PAGE TEXT:
______________________________
Archive for Sanford Aday

Taxi Dancers by Eve Linkletter (Fabian Books Z120, 1958)

Posted in pulp fiction, Vintage Sleaze Paperbacks with tags , , , , , , , on August 14, 2010 by vintagesleazepaperbacks

Who was Eve Linkletter? We cannot seem to find any info on her and if anyone knows, please do drop a line.

It does not seem she was a man writing under a female pen name.  One, Taxi Dancers has a womanly touch and understanding to it; two, other Fabian titles she did, Our Flesh was Cheap and The Gay Ones, sports back cover photos of the author, an attractive woman, so we see Fabian leading the way of author looks marketing before the NY trade houses did, starting with Truman Capote’s first novel…

Little has been written, in fiction and non-fiction, about the curious early 20th Century occupation of taxi dancing, the precursor of stripping and lap dancing.  According to a wikipedia entry, the taxi-dance hall

is a uniquely American institution that was first introduced in 1913 within San Francisco’s Barbary Coast neighborhood. At that time reform movements were shutting down many bordellos and red-light districts within America’s cities, and strength for Prohibition was gaining. In 1920, when the taxi-dance halls began to enter their steep upward climb to popularity, Prohibition was enacted and made serving alcohol in saloons, bars, and cafes illegal. The taxi-dance hall’s roots can be traced to a number of earlier dance establishments.
______________________________
REQUIREMENT A: Reproduce word for word everything in the post about Taxi Dancers from "is a uniquely" down to "earlier dance establishments.".

RECORDS SHOWN:
______________________________
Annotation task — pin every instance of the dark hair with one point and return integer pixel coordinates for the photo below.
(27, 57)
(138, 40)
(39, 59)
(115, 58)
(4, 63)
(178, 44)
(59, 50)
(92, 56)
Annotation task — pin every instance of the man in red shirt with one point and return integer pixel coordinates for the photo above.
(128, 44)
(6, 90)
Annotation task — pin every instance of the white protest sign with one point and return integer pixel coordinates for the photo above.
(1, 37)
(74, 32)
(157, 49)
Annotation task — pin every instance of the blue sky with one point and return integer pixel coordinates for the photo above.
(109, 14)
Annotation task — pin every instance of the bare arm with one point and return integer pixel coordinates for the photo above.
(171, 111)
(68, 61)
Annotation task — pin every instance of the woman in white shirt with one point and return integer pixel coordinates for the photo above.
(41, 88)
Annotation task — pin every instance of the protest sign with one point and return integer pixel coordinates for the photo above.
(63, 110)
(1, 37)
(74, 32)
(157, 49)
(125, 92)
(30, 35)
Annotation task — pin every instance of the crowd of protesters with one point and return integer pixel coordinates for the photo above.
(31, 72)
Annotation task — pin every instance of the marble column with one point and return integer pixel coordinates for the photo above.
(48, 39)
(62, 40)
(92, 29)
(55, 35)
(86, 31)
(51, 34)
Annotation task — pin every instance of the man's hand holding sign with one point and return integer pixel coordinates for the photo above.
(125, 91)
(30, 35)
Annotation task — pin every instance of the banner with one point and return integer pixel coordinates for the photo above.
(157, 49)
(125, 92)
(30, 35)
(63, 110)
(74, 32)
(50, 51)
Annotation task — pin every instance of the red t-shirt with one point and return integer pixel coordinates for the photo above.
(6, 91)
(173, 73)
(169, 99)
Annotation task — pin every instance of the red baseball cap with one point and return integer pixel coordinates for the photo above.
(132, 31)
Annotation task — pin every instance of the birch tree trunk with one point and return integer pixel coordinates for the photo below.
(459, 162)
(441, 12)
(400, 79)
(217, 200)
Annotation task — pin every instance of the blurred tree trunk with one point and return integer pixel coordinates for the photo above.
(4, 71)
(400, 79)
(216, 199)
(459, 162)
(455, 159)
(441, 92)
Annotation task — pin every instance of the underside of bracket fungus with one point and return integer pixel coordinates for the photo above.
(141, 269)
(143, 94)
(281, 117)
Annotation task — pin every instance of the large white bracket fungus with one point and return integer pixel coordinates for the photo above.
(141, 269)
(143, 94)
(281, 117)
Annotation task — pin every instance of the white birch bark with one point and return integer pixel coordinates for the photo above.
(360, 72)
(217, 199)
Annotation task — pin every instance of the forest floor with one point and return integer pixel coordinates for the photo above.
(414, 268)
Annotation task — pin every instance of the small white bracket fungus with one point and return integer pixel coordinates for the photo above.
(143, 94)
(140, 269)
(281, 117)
______________________________
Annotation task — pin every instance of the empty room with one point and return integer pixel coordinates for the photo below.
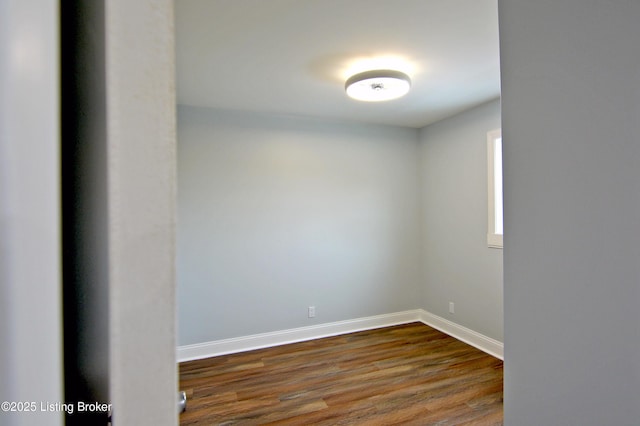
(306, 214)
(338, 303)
______________________________
REQUIREMENT B: Return every line in the entries above that contains the string "bracket", treating uppercase and lowercase as different.

TASK SOLUTION A:
is a uniquely American institution that was first introduced in 1913 within San Francisco’s Barbary Coast neighborhood. At that time reform movements were shutting down many bordellos and red-light districts within America’s cities, and strength for Prohibition was gaining. In 1920, when the taxi-dance halls began to enter their steep upward climb to popularity, Prohibition was enacted and made serving alcohol in saloons, bars, and cafes illegal. The taxi-dance hall’s roots can be traced to a number of earlier dance establishments.

TASK SOLUTION B:
Annotation task — pin every instance of the underside of bracket fungus with one point and return integer pixel coordinates for the photo above.
Annotation task — pin every instance of the large white bracket fungus with one point and return integer pixel coordinates for the photo above.
Annotation task — pin every instance of the small white bracket fungus with one point and return integer pixel coordinates for the photo above.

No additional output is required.